(Beginning of GIVEN INFORMATION)

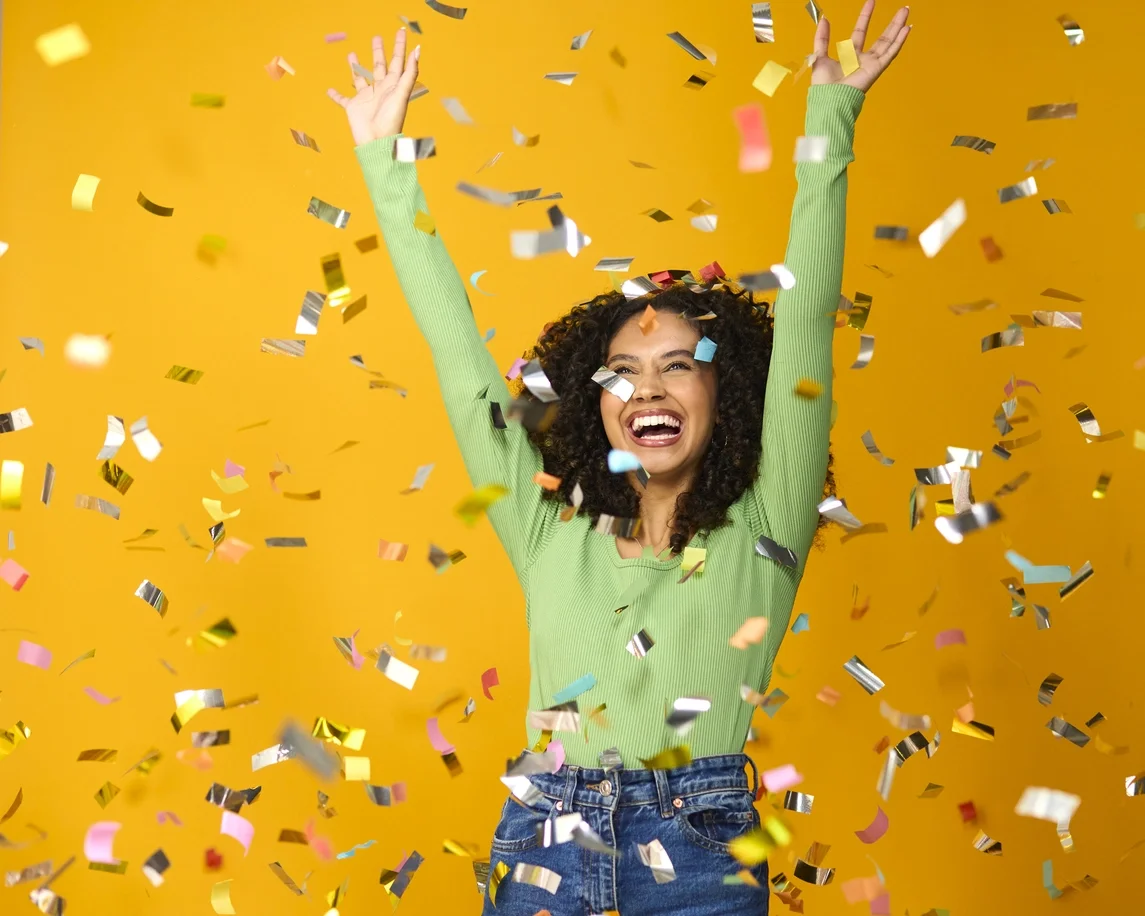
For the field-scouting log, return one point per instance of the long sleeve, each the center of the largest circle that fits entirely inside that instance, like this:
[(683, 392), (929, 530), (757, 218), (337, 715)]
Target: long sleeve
[(466, 372), (796, 429)]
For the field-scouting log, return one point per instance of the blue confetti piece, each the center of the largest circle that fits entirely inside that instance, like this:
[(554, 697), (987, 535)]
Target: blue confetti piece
[(575, 688), (705, 349), (620, 460)]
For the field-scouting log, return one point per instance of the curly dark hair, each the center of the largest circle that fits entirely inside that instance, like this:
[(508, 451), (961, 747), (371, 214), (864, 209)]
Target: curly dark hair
[(575, 447)]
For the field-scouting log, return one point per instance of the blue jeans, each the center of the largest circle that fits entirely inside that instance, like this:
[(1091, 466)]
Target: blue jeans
[(694, 811)]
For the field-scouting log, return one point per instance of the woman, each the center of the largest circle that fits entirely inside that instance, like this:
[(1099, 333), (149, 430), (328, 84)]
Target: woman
[(726, 466)]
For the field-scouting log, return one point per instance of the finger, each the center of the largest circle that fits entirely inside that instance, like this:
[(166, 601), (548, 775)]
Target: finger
[(894, 47), (358, 80), (891, 32), (379, 58), (822, 37), (859, 36), (395, 62)]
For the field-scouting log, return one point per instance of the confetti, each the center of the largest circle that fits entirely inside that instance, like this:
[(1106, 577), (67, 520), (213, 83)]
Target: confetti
[(876, 829), (863, 676), (936, 235), (755, 145)]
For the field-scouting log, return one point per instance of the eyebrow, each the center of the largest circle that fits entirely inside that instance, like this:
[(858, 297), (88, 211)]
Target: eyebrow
[(632, 358)]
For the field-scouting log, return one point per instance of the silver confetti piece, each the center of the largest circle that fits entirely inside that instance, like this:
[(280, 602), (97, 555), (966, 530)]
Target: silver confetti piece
[(273, 755), (863, 676), (640, 644), (1053, 110), (1061, 728), (537, 381), (1027, 188), (308, 317), (154, 595), (328, 213), (685, 712), (618, 265), (1045, 691), (836, 510), (765, 25), (974, 143), (954, 528), (936, 235), (281, 347), (410, 149), (782, 555), (654, 854), (113, 440), (614, 384)]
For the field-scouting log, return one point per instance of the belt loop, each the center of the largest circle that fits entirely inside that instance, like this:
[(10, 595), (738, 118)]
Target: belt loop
[(663, 794), (570, 780), (755, 778)]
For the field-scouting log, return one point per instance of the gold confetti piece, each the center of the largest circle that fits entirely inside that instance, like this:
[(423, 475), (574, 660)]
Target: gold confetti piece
[(987, 844), (220, 898), (669, 758), (847, 56), (152, 207), (84, 192), (97, 755), (808, 388), (770, 78), (934, 236), (1074, 33), (973, 729), (328, 213), (475, 505), (107, 792)]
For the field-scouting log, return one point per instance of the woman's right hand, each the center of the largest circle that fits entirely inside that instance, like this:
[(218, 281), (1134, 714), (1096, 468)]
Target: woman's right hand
[(378, 109)]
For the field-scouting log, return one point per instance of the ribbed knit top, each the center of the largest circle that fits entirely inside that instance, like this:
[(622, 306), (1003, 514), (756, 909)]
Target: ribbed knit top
[(574, 578)]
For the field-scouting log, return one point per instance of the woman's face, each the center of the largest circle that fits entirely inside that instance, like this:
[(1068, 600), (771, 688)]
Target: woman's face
[(668, 423)]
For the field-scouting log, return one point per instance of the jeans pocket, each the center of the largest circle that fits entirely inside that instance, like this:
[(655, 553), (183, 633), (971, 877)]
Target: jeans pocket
[(516, 830), (715, 827)]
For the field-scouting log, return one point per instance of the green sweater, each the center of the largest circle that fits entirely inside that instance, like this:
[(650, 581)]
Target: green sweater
[(573, 577)]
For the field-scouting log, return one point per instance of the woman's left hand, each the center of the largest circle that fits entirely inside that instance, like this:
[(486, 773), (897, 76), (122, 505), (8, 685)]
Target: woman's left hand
[(871, 63)]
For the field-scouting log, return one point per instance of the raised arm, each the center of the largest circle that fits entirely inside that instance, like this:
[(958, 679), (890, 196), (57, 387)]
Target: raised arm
[(470, 379), (796, 429)]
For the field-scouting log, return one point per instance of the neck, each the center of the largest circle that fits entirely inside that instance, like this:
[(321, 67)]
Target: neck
[(657, 508)]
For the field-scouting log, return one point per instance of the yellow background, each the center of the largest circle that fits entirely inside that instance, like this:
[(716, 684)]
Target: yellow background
[(123, 113)]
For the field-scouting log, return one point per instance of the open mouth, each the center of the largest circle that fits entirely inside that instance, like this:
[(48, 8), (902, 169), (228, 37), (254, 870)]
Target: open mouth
[(652, 429)]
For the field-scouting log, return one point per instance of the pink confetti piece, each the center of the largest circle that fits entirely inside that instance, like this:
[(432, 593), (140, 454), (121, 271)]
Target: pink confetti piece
[(876, 829), (14, 574), (321, 845), (949, 638), (239, 828), (436, 737), (755, 145), (31, 654), (103, 701), (97, 842), (781, 778), (489, 679)]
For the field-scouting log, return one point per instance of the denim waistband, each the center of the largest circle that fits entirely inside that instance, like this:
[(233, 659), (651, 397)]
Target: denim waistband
[(620, 788)]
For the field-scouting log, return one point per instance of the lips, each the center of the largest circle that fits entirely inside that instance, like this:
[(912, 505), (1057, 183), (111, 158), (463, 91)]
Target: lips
[(654, 428)]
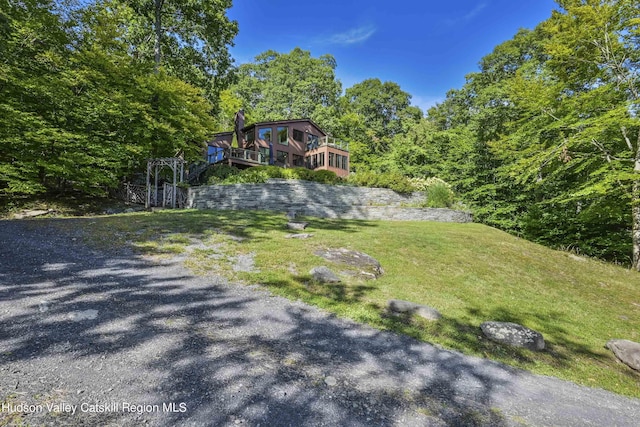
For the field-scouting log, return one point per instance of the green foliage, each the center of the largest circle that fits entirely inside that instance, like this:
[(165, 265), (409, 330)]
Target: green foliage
[(439, 195), (394, 181), (78, 111), (292, 85), (260, 174)]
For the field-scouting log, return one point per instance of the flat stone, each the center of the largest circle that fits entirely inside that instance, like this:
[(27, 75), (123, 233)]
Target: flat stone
[(369, 267), (324, 275), (295, 225), (513, 335), (395, 306), (298, 236), (33, 213), (291, 215), (83, 315), (628, 352)]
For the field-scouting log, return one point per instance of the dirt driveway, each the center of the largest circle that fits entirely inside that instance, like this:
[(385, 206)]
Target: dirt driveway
[(92, 338)]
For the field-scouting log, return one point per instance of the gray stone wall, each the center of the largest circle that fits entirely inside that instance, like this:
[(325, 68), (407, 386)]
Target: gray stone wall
[(320, 200)]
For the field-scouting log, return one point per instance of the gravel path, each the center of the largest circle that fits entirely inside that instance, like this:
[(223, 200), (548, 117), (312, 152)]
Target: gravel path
[(124, 340)]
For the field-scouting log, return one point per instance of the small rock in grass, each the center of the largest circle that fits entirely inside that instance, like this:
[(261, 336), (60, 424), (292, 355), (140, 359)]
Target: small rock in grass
[(514, 335), (395, 306), (324, 275), (298, 236), (628, 352)]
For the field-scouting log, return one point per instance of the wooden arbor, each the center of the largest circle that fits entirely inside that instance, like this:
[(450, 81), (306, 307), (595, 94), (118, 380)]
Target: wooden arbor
[(155, 166)]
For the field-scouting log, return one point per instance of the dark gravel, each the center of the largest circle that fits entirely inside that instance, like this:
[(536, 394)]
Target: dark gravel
[(154, 345)]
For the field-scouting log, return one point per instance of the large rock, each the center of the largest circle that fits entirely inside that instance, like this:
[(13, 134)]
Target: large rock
[(395, 306), (324, 275), (627, 351), (369, 267), (513, 334)]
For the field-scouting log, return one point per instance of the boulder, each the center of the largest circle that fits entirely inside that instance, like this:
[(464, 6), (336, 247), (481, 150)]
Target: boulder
[(295, 225), (369, 267), (513, 334), (396, 307), (628, 352), (324, 275), (291, 215)]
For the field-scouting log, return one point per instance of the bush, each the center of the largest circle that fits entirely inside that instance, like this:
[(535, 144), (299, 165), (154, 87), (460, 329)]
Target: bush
[(394, 181), (440, 195), (261, 174)]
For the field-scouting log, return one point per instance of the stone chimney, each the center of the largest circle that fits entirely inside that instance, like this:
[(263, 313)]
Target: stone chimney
[(238, 130)]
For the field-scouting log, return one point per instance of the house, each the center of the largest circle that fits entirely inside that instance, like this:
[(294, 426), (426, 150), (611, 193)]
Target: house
[(284, 143)]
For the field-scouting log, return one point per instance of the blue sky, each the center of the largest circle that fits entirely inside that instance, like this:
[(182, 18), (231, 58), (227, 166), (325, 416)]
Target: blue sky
[(427, 47)]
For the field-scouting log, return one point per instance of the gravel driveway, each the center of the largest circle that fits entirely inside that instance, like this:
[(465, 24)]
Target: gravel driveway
[(92, 338)]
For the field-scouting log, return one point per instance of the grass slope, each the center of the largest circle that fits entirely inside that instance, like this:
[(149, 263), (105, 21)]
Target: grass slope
[(471, 273)]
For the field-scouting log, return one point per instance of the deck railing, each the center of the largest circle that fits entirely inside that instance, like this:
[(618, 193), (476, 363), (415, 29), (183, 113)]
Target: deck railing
[(328, 141)]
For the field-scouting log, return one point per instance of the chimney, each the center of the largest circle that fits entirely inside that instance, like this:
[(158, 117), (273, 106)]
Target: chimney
[(238, 130)]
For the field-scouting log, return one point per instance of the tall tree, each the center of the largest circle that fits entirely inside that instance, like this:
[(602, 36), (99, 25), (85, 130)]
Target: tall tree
[(190, 39)]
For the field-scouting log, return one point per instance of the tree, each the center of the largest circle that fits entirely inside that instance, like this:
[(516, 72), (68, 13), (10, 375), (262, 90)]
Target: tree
[(190, 39)]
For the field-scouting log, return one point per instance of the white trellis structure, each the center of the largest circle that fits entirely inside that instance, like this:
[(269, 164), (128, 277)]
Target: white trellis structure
[(170, 191)]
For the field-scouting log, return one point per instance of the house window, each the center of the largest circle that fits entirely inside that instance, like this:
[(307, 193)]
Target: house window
[(298, 135), (264, 134), (283, 135), (281, 158), (298, 160), (312, 141)]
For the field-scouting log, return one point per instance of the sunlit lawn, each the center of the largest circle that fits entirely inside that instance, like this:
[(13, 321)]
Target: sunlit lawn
[(469, 272)]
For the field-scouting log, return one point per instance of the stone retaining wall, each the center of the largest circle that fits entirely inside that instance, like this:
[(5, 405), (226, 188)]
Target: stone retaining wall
[(320, 200)]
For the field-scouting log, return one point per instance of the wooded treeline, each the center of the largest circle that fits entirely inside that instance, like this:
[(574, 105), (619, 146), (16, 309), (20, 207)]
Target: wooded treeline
[(542, 141), (85, 98)]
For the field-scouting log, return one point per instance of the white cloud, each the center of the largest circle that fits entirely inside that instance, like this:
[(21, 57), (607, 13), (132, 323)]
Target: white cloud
[(353, 36)]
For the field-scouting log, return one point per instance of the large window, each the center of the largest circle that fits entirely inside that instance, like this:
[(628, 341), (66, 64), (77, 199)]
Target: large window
[(281, 158), (298, 160), (264, 134), (298, 135), (264, 151), (283, 135)]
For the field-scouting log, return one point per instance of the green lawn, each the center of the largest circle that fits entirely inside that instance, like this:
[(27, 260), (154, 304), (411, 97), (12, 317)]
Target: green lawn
[(469, 272)]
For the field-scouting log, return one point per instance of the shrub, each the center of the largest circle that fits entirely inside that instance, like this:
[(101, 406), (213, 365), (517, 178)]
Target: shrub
[(440, 195)]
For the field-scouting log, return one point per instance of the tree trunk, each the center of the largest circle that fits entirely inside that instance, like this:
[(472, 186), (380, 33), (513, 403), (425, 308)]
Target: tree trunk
[(158, 30)]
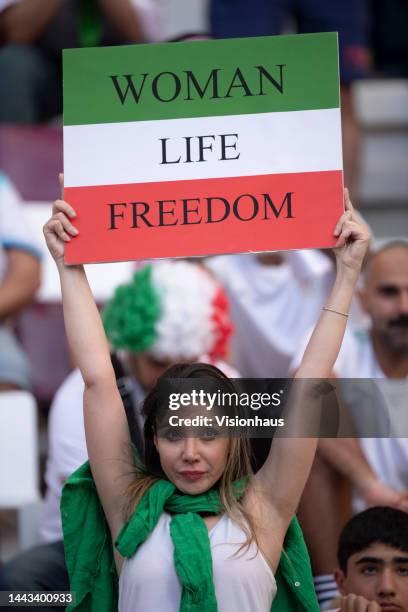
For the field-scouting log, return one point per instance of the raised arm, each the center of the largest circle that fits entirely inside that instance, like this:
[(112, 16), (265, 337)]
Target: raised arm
[(106, 429), (283, 476)]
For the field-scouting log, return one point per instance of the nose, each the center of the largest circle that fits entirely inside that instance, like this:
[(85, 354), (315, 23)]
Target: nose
[(386, 583), (190, 450), (403, 301)]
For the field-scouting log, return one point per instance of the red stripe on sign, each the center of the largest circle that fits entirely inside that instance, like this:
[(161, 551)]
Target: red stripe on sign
[(205, 217)]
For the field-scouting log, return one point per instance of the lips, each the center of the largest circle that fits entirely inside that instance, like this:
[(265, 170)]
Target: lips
[(192, 475), (390, 607)]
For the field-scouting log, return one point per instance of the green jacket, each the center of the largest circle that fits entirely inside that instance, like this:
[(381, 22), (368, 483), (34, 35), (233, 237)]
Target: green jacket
[(89, 552)]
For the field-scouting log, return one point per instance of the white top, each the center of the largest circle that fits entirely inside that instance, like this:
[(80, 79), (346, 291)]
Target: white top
[(243, 583), (272, 306), (388, 456)]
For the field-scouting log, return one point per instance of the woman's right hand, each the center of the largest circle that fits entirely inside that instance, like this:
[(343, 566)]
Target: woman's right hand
[(59, 229)]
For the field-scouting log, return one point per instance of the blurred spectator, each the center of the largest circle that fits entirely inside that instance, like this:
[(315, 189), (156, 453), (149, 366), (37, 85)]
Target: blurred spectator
[(373, 562), (232, 18), (171, 312), (35, 31), (389, 36), (274, 299), (19, 280), (377, 467)]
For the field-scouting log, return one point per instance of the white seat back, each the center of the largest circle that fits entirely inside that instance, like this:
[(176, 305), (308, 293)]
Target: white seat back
[(19, 458)]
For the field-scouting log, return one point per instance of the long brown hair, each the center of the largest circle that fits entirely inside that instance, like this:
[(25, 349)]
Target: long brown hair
[(148, 470)]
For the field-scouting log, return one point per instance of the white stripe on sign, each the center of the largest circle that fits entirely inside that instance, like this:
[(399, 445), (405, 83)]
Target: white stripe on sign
[(232, 145)]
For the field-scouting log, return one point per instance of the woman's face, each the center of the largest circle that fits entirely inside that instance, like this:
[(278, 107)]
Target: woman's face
[(193, 464)]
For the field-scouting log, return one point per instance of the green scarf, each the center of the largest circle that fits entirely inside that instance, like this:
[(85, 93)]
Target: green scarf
[(89, 556)]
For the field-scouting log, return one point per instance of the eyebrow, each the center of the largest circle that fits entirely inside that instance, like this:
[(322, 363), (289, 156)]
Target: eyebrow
[(379, 561)]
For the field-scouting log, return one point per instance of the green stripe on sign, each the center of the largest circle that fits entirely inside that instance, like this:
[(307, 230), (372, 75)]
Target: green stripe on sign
[(202, 78)]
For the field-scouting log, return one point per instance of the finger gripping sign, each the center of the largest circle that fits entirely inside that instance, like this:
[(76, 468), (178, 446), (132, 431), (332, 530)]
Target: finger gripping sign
[(197, 148)]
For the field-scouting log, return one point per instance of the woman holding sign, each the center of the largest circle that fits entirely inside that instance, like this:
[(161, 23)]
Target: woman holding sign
[(193, 529)]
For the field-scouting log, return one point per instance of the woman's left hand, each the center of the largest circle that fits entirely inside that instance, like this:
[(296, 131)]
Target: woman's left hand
[(353, 238)]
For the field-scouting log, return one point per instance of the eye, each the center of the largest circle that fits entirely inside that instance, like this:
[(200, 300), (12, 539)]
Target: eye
[(209, 433), (369, 570), (173, 434), (388, 291)]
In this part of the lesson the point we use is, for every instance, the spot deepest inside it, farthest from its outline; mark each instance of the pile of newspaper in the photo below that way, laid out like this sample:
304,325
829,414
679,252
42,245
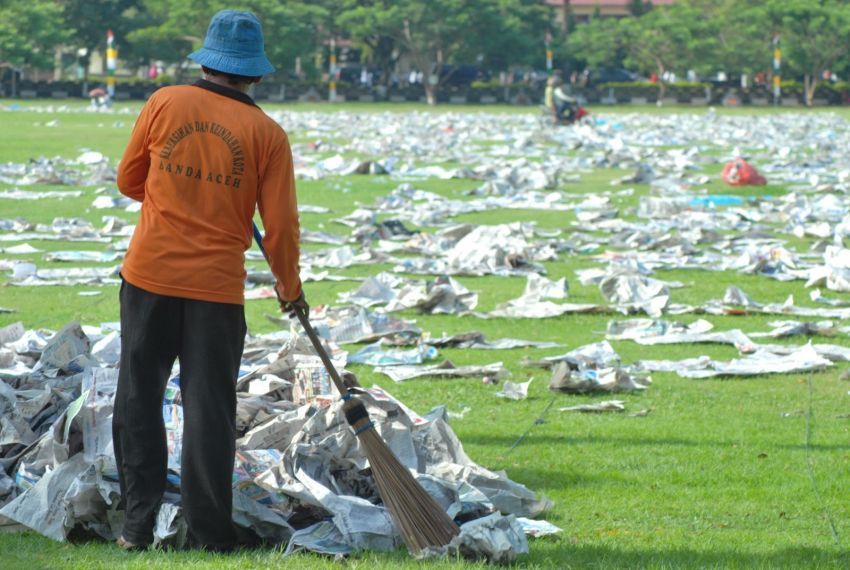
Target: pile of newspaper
300,478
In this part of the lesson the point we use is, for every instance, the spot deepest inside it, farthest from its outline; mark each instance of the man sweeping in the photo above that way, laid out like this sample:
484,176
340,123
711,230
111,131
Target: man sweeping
202,158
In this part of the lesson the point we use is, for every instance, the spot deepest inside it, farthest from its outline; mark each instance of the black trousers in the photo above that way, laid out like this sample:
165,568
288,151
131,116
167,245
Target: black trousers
208,338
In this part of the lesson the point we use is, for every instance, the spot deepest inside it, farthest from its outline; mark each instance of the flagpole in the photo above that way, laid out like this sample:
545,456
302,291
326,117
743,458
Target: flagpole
777,70
111,64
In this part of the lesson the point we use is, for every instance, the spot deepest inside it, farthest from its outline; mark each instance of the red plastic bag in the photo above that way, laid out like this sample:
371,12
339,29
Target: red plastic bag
739,172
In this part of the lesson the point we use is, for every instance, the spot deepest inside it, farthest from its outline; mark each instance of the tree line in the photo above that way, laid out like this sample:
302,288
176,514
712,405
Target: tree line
700,36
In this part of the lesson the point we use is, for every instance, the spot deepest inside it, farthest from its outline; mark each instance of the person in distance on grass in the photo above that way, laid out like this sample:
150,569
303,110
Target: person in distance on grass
202,158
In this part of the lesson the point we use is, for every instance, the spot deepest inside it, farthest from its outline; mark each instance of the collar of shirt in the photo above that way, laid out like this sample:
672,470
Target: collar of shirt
226,91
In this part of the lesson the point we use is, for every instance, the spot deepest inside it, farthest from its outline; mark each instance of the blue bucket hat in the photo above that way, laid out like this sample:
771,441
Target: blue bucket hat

(End of GIVEN INFORMATION)

**GOAL OF THE EXERCISE:** Check the listing for the word "bucket". Show each line that has it.

**RESPONSE TO THE TASK:**
In this part of the lesson the point we use is, for every instance, the spot deepest inside it, farthest from its outline; mark each instance of the blue bucket hat in the photo above that way, laid out like this sample:
Target: blue bucket hat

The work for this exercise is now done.